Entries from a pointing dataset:
++++++++++++++++++++
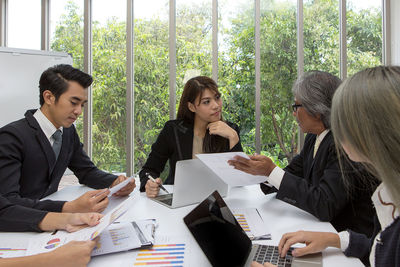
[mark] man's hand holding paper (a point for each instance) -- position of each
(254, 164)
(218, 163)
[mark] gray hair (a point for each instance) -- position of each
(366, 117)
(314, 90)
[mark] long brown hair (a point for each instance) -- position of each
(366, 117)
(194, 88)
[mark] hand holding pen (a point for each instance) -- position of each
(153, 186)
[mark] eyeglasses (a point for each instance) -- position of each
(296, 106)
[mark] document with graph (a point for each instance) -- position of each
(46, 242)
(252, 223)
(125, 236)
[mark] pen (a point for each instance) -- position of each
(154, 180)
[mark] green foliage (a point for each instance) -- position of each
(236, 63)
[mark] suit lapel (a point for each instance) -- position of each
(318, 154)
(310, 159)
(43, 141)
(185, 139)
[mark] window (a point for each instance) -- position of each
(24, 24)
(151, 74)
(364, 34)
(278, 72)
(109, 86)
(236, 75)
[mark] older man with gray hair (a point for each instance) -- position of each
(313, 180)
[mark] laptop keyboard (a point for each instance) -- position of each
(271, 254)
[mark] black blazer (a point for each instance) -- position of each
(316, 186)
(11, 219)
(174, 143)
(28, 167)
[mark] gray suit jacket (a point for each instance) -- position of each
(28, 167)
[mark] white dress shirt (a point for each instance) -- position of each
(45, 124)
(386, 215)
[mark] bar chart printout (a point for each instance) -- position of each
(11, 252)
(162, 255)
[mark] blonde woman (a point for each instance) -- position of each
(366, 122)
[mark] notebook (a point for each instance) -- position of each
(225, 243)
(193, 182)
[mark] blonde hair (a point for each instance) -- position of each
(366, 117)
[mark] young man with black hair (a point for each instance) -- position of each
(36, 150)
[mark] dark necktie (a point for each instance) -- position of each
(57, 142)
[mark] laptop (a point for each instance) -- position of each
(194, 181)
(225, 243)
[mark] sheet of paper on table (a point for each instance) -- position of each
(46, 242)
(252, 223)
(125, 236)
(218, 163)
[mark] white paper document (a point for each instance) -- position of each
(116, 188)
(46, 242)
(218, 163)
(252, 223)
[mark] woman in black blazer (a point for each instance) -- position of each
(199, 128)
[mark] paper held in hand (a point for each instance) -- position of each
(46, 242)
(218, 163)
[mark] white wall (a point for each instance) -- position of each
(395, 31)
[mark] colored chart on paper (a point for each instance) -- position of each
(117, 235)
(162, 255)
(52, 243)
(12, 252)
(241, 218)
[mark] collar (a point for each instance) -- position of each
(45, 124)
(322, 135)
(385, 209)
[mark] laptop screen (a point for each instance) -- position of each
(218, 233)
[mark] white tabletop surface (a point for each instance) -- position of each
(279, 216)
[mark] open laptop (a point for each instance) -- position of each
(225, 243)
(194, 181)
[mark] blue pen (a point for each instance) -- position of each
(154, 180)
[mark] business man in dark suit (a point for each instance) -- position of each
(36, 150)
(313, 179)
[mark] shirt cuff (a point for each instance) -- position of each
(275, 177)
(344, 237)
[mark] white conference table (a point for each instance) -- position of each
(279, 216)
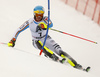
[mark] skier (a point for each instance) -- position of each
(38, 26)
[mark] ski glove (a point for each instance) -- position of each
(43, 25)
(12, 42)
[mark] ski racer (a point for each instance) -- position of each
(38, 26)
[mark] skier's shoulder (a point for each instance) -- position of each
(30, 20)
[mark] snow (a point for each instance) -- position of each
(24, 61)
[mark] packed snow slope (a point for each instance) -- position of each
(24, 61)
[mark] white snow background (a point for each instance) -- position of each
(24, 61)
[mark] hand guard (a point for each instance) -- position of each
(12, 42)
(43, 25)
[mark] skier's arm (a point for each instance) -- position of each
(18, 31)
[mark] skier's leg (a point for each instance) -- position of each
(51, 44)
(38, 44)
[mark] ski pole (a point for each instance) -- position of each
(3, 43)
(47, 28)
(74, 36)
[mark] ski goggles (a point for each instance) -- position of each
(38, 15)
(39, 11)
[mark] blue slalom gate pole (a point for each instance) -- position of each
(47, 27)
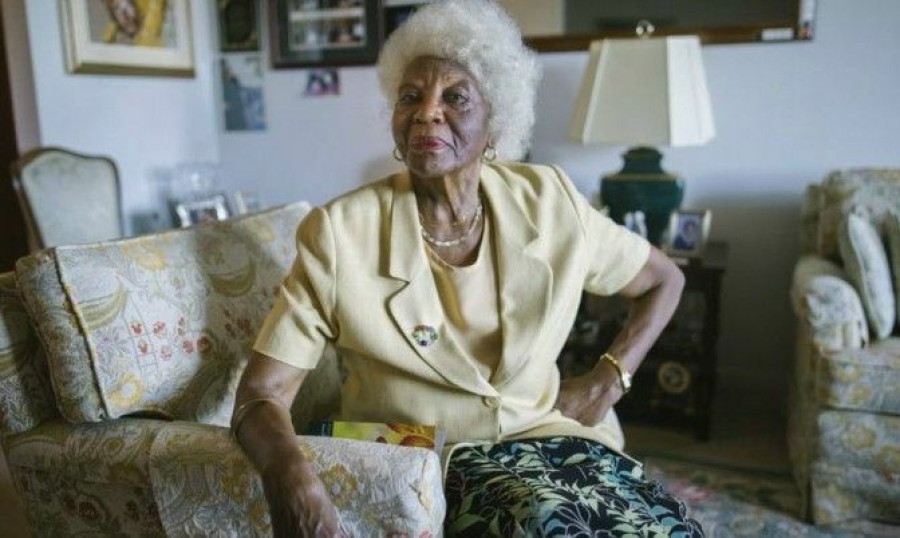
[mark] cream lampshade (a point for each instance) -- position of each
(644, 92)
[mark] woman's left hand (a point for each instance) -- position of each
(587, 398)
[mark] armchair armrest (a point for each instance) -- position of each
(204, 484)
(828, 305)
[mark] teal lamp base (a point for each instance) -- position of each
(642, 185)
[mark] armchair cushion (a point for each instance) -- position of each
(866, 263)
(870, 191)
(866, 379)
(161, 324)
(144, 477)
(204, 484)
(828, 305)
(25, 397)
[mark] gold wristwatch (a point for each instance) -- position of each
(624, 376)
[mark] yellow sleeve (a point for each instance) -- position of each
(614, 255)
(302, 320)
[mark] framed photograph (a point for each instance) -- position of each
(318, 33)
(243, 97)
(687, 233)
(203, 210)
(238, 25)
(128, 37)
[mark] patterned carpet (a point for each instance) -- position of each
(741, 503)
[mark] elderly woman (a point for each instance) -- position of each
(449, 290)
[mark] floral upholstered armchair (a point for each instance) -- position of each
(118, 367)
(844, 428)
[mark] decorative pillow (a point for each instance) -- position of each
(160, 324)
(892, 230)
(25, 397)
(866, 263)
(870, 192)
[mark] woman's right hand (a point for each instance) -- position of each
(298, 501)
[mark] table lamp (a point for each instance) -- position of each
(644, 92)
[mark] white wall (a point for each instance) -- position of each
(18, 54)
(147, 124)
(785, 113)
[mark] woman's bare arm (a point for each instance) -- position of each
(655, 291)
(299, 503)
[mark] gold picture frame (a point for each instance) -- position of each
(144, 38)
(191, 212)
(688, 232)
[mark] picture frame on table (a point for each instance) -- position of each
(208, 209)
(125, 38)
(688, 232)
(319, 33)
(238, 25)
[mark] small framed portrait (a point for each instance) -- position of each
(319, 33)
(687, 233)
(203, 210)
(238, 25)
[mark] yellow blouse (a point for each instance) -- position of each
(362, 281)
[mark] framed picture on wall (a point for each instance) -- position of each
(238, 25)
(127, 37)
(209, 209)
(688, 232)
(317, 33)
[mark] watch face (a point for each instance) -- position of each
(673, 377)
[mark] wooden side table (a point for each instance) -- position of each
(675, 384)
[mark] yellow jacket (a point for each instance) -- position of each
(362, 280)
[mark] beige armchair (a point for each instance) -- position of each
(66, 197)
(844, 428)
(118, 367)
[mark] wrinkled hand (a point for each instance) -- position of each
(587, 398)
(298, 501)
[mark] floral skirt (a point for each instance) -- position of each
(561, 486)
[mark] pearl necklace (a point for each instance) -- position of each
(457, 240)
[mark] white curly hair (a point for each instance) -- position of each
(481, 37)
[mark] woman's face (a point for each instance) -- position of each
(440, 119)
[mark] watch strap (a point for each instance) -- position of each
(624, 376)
++++++++++++++++++++
#### WORK REQUIRED:
Repeat exactly, and only, the lines from the one containing "[mark] yellow blouse" through the end of the material.

#### RESPONSE TO THE EXERCISE:
[mark] yellow blouse (a point for each instance) -- position of each
(362, 281)
[mark] framed picture on wall (a point for each instance) -- position of each
(238, 25)
(127, 37)
(209, 209)
(688, 232)
(317, 33)
[mark] watch face (a point for each instance) -- position of each
(673, 377)
[mark] wooden side table (a point for each instance) -- position of each
(675, 384)
[mark] yellow jacket (a point for each instance) -- position of each
(362, 280)
[mark] beige armchair (a point for each instance) -- position of each
(66, 197)
(844, 428)
(118, 367)
[mark] wrinkled hand (a point for each instance) -- position of each
(587, 398)
(298, 501)
[mark] floral skirt (a point for each instance) -- position of each
(561, 486)
[mark] pearl necklace (a point for each instance) -- position of each
(457, 240)
[mark] white curly hair (a point for each instance) -- position of each
(481, 37)
[mark] woman's face (a point for each instance) -- position of each
(440, 119)
[mark] watch strap (a point for each instance) -- position of each
(624, 376)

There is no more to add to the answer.